■ Document extract ■
The milestone marks the first time that AMD has powered the world’s top supercomputer since 2008, when IBM used Opteron CPUs along with a version of its Cell processors in Roadrunner, the first petaflop system. The following year, AMD powered the three top supercomputers, two designed by Cray.

The AMD processors will “likely have improved double- and single-precision floating-point performance but will also have 16-bit floating point as well” for deep-learning jobs, said analyst Kevin Krewell of Tirias Research. “The ability to coherently attach four Radeon GPUs to the one Epyc CPU is a key design feature — it gives each node tremendous computational performance.”

By contrast, the 143-petaflop Summit system packs two IBM Power 9 processors and six Nvidia Volta GPUs in a node using Nvidia’s proprietary coherent interconnect.

With Frontier, Cray pushes the envelope in compute density

Frontier, to be installed at Oak Ridge National Lab (ORNL), will consist of more than 100 Cray Shasta cabinets, consuming about 40 MW of power, enough to run a small city. Cray will develop Epyc and Radeon boards with power delivery and “integrated direct liquid cooling” that aims to push the envelope in compute density.

By contrast, the Aurora system being built at Argonne National Lab will use about twice as many Shasta cabinets — a sign of the aggressiveness of Cray’s density target with Frontier. The system is expected to occupy about 7,300 square feet of floor space, not quite two basketball courts in size.

Both Aurora and Frontier will use Slingshot, Cray’s top-of-rack switch that can support up to 250,000 nodes on a three-hop network running at 12.8 Tbits/second. Each switch packs 64 200-Gbits/s ports in a dragonfly topology and is compatible with Ethernet.

■ Work request ■
Copy the passage from the Frontier supercomputer article, starting with "The milestone marks" and going on through "proprietary coherent interconnect.".

■ Records ■
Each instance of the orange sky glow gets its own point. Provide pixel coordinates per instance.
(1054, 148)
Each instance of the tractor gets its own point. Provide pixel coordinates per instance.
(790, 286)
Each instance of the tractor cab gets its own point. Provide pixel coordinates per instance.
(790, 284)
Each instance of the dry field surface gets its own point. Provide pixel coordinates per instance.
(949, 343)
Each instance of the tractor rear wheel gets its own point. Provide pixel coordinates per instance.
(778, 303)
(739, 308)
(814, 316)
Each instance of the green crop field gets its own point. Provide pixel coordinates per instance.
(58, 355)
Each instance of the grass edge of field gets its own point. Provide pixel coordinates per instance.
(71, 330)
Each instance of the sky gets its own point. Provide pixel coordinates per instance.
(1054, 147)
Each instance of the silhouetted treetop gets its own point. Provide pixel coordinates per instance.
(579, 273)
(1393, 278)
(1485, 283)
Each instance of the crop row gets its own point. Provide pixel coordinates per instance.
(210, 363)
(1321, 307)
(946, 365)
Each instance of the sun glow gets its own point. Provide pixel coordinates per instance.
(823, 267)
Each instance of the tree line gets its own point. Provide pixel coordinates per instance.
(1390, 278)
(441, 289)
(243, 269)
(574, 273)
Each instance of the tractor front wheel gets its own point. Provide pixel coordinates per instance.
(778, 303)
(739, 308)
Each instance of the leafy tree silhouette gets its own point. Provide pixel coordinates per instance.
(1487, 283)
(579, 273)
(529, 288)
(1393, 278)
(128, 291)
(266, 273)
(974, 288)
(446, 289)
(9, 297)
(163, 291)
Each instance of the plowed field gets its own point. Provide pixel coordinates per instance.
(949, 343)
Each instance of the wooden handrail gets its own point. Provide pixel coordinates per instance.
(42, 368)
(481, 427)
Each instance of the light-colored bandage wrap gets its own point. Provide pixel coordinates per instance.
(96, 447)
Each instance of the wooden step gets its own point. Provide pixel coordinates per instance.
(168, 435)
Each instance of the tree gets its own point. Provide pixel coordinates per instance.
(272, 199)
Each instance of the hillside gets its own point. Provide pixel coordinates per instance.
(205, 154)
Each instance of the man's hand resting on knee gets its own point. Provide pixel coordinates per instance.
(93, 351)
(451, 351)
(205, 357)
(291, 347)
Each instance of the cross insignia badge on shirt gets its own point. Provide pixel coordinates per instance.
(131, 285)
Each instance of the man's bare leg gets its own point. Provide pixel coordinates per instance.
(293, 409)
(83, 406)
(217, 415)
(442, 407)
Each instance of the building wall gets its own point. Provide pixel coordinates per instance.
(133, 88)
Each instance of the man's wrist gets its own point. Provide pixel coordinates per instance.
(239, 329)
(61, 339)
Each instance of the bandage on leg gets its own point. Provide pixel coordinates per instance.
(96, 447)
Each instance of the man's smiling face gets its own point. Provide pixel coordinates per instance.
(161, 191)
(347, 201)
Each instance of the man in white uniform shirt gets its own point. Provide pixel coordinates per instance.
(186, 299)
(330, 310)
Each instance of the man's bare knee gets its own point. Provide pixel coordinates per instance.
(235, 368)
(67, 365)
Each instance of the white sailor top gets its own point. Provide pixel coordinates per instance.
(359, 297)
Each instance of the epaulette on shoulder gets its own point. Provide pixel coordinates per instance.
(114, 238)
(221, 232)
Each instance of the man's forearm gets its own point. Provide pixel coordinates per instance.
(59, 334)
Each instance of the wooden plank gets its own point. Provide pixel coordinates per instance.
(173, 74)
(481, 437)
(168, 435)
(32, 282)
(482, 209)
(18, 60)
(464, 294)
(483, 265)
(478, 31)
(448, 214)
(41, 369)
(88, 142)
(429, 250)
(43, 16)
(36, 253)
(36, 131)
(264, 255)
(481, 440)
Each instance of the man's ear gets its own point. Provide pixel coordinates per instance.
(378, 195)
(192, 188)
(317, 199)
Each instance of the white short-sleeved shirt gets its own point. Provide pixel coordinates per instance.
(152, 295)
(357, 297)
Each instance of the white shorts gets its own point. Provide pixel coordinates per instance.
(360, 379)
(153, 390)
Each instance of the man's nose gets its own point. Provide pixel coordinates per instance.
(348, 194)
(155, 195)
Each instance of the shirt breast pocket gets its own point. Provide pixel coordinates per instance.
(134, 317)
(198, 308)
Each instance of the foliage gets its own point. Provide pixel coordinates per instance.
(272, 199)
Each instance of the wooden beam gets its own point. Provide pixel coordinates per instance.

■ Expected output ■
The milestone marks the first time that AMD has powered the world’s top supercomputer since 2008, when IBM used Opteron CPUs along with a version of its Cell processors in Roadrunner, the first petaflop system. The following year, AMD powered the three top supercomputers, two designed by Cray.

The AMD processors will “likely have improved double- and single-precision floating-point performance but will also have 16-bit floating point as well” for deep-learning jobs, said analyst Kevin Krewell of Tirias Research. “The ability to coherently attach four Radeon GPUs to the one Epyc CPU is a key design feature — it gives each node tremendous computational performance.”

By contrast, the 143-petaflop Summit system packs two IBM Power 9 processors and six Nvidia Volta GPUs in a node using Nvidia’s proprietary coherent interconnect.